» MATERIAL PROVIDED:
↓
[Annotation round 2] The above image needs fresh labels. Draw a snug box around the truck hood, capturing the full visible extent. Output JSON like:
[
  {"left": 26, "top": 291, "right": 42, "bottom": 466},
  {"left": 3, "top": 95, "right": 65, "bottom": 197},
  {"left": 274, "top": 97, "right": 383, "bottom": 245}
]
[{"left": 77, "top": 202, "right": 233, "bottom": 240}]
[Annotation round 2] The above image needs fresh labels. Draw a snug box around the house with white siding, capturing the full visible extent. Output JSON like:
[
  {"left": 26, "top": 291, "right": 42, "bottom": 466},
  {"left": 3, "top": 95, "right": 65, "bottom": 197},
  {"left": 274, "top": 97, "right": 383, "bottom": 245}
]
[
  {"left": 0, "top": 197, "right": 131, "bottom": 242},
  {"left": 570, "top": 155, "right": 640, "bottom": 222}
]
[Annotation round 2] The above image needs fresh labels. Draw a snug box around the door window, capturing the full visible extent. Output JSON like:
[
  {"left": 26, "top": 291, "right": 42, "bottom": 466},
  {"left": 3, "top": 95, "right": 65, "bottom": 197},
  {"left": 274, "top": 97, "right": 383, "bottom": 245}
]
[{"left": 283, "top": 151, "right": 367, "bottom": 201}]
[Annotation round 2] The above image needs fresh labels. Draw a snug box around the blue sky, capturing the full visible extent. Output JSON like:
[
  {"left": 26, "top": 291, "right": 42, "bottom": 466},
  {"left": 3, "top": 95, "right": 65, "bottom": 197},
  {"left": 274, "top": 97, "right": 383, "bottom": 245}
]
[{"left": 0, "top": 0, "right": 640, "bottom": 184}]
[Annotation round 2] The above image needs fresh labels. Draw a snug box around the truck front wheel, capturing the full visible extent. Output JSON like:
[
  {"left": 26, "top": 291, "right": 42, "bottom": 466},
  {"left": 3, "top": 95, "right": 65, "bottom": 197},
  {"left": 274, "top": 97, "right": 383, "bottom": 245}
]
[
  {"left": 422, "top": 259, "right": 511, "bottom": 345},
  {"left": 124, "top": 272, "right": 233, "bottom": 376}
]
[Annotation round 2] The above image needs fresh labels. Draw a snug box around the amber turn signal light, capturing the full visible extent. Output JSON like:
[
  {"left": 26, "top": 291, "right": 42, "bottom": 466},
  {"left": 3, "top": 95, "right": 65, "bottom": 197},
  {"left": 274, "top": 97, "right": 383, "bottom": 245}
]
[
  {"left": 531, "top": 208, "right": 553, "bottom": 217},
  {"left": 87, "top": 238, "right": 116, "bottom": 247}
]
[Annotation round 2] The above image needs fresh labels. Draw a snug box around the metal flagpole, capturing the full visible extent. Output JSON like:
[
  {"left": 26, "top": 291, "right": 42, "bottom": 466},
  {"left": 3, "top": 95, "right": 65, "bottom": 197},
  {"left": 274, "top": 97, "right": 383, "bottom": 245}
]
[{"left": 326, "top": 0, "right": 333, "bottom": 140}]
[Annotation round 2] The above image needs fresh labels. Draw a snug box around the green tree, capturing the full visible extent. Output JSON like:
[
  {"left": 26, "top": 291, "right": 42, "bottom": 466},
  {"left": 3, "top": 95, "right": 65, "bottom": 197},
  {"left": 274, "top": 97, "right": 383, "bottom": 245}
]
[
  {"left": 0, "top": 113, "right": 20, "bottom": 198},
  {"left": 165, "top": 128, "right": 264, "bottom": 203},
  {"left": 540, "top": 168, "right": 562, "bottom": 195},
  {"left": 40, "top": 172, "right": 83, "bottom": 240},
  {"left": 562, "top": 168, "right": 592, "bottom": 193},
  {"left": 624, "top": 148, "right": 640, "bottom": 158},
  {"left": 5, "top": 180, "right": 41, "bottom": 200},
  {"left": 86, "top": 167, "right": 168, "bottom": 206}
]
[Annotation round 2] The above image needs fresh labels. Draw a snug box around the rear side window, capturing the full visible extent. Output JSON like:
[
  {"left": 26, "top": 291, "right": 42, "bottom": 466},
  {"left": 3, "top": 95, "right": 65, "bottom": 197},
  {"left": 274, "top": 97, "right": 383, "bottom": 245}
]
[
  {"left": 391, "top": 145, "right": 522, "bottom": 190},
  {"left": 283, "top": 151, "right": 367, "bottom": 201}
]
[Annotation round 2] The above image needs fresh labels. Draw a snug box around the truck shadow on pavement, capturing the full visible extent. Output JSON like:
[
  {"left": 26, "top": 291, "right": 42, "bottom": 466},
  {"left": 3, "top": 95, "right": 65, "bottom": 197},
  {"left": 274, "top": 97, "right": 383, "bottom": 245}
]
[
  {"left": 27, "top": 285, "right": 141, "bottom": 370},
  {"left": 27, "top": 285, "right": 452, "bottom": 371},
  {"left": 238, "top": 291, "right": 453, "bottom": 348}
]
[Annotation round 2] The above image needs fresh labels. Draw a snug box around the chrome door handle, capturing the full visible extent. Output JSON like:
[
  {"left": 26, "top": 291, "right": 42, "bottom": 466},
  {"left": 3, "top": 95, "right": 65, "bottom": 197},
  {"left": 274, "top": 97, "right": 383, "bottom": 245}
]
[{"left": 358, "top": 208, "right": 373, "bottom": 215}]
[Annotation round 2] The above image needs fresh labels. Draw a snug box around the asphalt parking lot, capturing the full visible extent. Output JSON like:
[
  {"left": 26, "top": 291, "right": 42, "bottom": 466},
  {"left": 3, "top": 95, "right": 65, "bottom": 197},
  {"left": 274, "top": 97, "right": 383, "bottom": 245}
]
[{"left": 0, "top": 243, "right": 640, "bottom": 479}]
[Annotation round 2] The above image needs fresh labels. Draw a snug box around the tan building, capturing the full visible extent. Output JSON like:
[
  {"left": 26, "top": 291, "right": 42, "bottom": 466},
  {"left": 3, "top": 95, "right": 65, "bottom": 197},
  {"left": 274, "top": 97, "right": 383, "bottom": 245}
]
↑
» TASK PROMPT: Pull out every line of the records above that contains the string "window", matching case exactly.

» ANSWER TO THIS TASK:
[Annotation round 2] The above image needs fresh labels. Draw a snug box around the door window, capturing the full visible extent. Output JSON like:
[Annotation round 2] The above image needs fresh labels. Draw a snug box around the rear side window, capturing the full visible extent. Output JSON like:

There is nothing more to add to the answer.